_Excerpted passage_
────────
Earth ovens — where Indigenous people slow-roasted agaves and other foods — are found by the thousands in West Texas. What accounts for these ubiquitous features? After all, agave-roasting is labor-intensive, and the caloric payoff pales next to hunting a deer. Perhaps ancient people had no choice: As their populations grew, archeologists surmised, they had to work harder to eat.
But maybe economics aren’t the answer. Charles Koenig, an archeologist with Alpine’s Center for Big Bend Studies, has been studying earth ovens, with painstaking analysis and hands-on experiments. Agave-roasting, he argues, was never just about sustenance. It was about celebration, and community.
Koenig will share his agave insights, when Agave Festival Marfa hosts him at the Crowley Theater, June 7 at 2 p.m..
“Indigenous folks have been saying this for decades,” Koenig said, “that it's so much more complicated than just like, ‘Oh, we need to cook these plants to survive.’ It's such a central component of their culture, and it's not about eking something out. It's about thriving in this landscape.”
Agave-roasting is ceremonial in Native communities today. Was that true in the deep past?
────────
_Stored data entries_
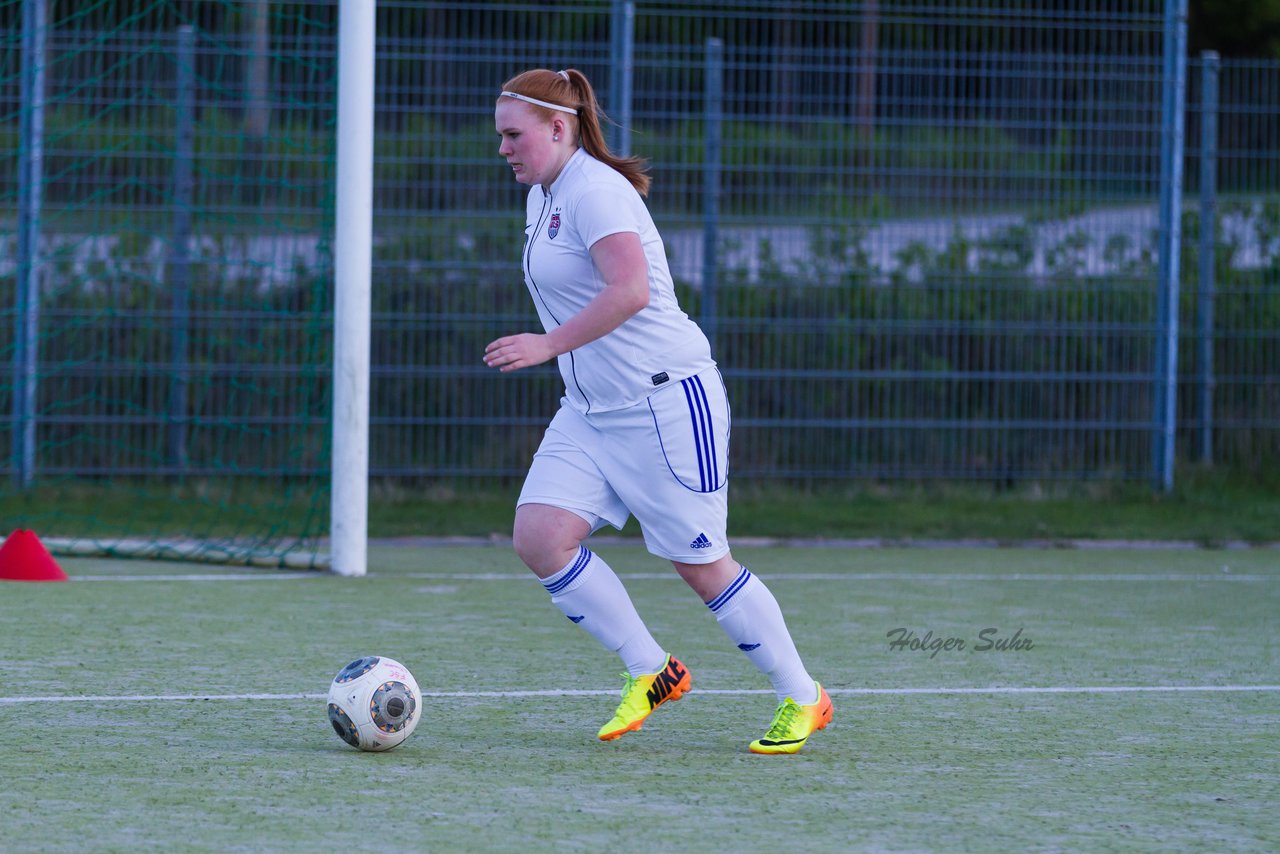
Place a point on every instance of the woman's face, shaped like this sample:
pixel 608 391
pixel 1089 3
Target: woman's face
pixel 526 142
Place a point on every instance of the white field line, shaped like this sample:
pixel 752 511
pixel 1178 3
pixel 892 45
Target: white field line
pixel 663 576
pixel 613 692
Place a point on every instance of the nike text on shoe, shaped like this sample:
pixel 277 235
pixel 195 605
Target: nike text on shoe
pixel 794 724
pixel 643 694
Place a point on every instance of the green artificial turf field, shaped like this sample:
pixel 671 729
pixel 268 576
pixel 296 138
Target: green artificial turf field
pixel 158 706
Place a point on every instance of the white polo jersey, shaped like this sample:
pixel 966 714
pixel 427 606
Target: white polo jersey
pixel 658 345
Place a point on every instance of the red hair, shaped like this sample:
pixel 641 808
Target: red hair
pixel 571 88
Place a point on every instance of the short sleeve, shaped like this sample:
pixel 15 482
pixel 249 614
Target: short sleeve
pixel 604 210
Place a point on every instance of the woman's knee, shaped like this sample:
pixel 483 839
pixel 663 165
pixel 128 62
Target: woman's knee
pixel 547 538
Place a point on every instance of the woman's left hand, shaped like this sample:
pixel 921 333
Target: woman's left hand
pixel 513 352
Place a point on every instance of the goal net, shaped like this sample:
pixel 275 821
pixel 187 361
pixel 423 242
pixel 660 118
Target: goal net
pixel 167 277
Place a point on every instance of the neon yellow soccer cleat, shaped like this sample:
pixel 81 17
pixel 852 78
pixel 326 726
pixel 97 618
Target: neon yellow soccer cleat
pixel 794 724
pixel 643 694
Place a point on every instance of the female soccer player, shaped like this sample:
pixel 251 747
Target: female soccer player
pixel 643 428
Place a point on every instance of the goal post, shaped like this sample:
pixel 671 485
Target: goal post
pixel 352 288
pixel 169 373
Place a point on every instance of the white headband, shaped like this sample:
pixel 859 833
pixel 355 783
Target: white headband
pixel 534 100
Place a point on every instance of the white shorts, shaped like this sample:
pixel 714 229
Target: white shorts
pixel 664 461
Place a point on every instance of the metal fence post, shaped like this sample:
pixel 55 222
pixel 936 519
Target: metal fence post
pixel 1208 232
pixel 713 113
pixel 179 250
pixel 624 30
pixel 1174 85
pixel 31 155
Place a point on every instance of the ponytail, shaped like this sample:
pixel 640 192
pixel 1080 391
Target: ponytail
pixel 572 90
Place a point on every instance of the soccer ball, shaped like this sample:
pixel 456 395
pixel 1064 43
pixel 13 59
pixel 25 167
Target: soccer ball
pixel 374 703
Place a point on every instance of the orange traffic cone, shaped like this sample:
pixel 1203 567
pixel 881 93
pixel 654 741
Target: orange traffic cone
pixel 24 558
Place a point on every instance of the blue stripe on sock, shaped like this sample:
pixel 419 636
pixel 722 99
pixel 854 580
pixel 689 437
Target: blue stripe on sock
pixel 722 599
pixel 584 557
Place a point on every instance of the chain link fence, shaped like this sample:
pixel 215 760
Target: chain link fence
pixel 924 237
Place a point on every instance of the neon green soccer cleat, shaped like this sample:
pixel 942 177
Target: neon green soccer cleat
pixel 794 724
pixel 643 694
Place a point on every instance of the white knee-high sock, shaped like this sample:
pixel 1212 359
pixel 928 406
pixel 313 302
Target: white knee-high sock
pixel 589 593
pixel 750 616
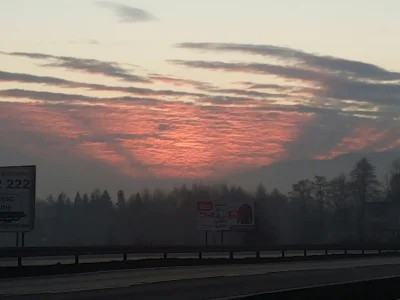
────────
_The problem_
Finish out the next part of the article on agave-roasting earth ovens in West Texas, picking up after its final sentence. The records stand apart from the article and serve as separate material.

_Response to this exercise_
Koenig explored that question, as he excavated Eagle Cave, near Langtry. The large cave is packed with the blackened rock left behind by earth-oven cooking.
Koenig developed a careful “rock sorting” technique, which showed there had been thousands of earth-oven firings in the cave, across 10,000 years. But there were also earth-oven “booms,” periods of particularly intensive plant-roasting.
In this canyon near the Rio Grande, one of those booms took place about 5,500 years ago. And Koenig found hints it was about something other than survival.
One clue were the faunal remains. If hunger was driving the agave-baking boom, one would expect meat from larger game to be scarce. But the opposite was true — these Eagle Cave agave-roasters appeared to be feasting.
“That deposit has way more large and medium mammals relative to rabbits than the rest of the deposits,” Koenig said. “That was something that stood out very starkly – is you have fewer rabbits and a lot more medium and large game.”
Distinctive rock art was painted on the cave walls in the same period. And Koenig found many “painted pebbles” – stones adorned with patterns and designs. Such sacred features suggest the agave-roasting may have been part of ceremonial gatherings.
To better understand his subject, Koenig took an unusual step: with help from colleagues, he built earth ovens, and roasted lechuguillas.
Without the benefit of traditional knowledge, it was hit-or-miss. But in one oven, Koenig got it right. After 36 hours of roasting, he opened the pit to find 60 steaming, sweet, carmelized plants.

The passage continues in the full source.